* **TASK DESCRIPTION**
Copy the passage of the forum thread about spoiling dogs that starts with "But this time" and runs through "(Jun 22, 2014)".

* **SOURCE EXTRACT**
┄┄┄┄┄┄┄┄┄┄

# How many go insane and buy your puppy everything?



## kelliewilson (Jan 1, 2015)

I seem to have come to the conclusion that this puppy of mine is my second chance at being a mom again! 
But this time I have extra cash or I skip things to buy this puppy every treat /toy I see. I take him to the pet store just to see what he likes to play with. its like an addiction LOL :wild::wild::wild:


----------



## Bella67 (Jun 22, 2014)

Whenever I go to the pet store for just one thing I end up getting 10 other things, pretty spolied.


----------



## Kaimeju (Feb 2, 2013)

I live in a small town so we don't have any super awesome pet stores...My achilles heel is online shopping. I fall for the "free shipping for orders over $50" thing every. single. time. This is why I have three nail trimmers and about six collars for one dog. Chewy, Drs. Foster and Smith, and Ruffwear all do this to me. 

When I get a puppy in the future...it's gonna be bad. Real bad.


----------



## Ellimaybel (Mar 16, 2014)

Even better? My OMG moment today... (or was it yesterday?) I was feeling Gunther's pads and noticed how dry and cracked they were. My husband says "There's not anything for that is there?" I said "Yeah, I massage coconut oil into his pads". That's when I realized that I go to sleep every night itching with dry skin, meanwhile my dog gets pedicures from me. Sigh... lol


----------



## Pax8 (Apr 8, 2014)

Yeah, I get WAY too much stuff for Kaiju. Honestly, he could probably go the rest of his life with just his Kong, an old tennis ball, and his fleece tug and never even care. Also, I'm a horrible collar junkie. Especially the custom collars from collar mania. Oh god, the collars I get from that site....and I'm looking at ordering ANOTHER chain martingale from her soon. AND I just got a huge commission check, so I've been eyeing something from either Ella's Lead or Paco collars..... If I'm not careful I'll drive myself to bankruptcy on collars alone!


----------



## DJEtzel (Feb 11, 2010)

Only 6 collars for one dog? :rofl:

Yes... Add me to this list.


----------



## car2ner (Apr 9, 2014)

┄┄┄┄┄┄┄┄┄┄

Excerpt from a dataset:
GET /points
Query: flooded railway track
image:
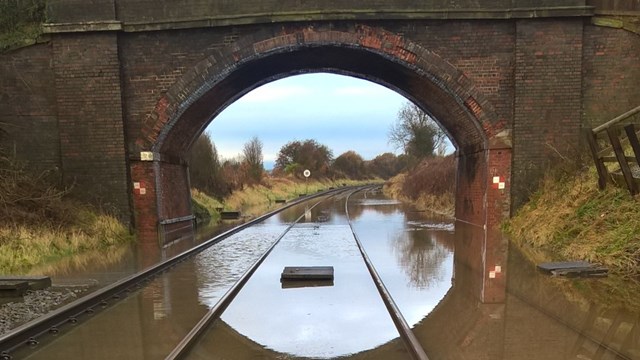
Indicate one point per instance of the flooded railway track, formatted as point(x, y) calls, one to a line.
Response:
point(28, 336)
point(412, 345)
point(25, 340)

┄┄┄┄┄┄┄┄┄┄

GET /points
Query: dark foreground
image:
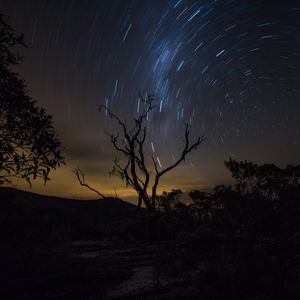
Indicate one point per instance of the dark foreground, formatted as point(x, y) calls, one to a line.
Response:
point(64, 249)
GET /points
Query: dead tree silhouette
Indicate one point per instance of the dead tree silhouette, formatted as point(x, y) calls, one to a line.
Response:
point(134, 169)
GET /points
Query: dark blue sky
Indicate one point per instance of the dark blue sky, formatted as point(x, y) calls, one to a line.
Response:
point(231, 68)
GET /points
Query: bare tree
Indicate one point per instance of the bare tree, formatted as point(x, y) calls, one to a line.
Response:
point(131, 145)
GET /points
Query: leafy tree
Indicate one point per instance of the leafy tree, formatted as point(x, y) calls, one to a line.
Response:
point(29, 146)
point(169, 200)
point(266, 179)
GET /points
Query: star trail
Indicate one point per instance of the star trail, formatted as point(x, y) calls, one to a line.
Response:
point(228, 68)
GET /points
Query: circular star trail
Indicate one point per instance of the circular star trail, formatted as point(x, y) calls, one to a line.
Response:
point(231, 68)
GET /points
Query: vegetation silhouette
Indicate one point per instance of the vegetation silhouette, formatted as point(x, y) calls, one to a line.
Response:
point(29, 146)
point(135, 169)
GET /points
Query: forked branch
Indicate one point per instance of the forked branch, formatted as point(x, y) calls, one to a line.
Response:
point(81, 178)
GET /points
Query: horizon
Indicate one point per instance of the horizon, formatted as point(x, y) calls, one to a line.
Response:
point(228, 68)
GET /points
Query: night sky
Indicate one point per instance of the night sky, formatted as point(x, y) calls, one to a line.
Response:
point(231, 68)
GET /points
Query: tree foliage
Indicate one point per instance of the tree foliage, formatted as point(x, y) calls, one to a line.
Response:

┄┄┄┄┄┄┄┄┄┄

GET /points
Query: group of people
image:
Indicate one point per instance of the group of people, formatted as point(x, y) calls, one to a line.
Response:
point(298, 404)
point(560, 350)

┄┄┄┄┄┄┄┄┄┄

* **RESPONSE TO THE EXERCISE**
But this time I have extra cash or I skip things to buy this puppy every treat /toy I see. I take him to the pet store just to see what he likes to play with. its like an addiction LOL :wild::wild::wild:


----------



## Bella67 (Jun 22, 2014)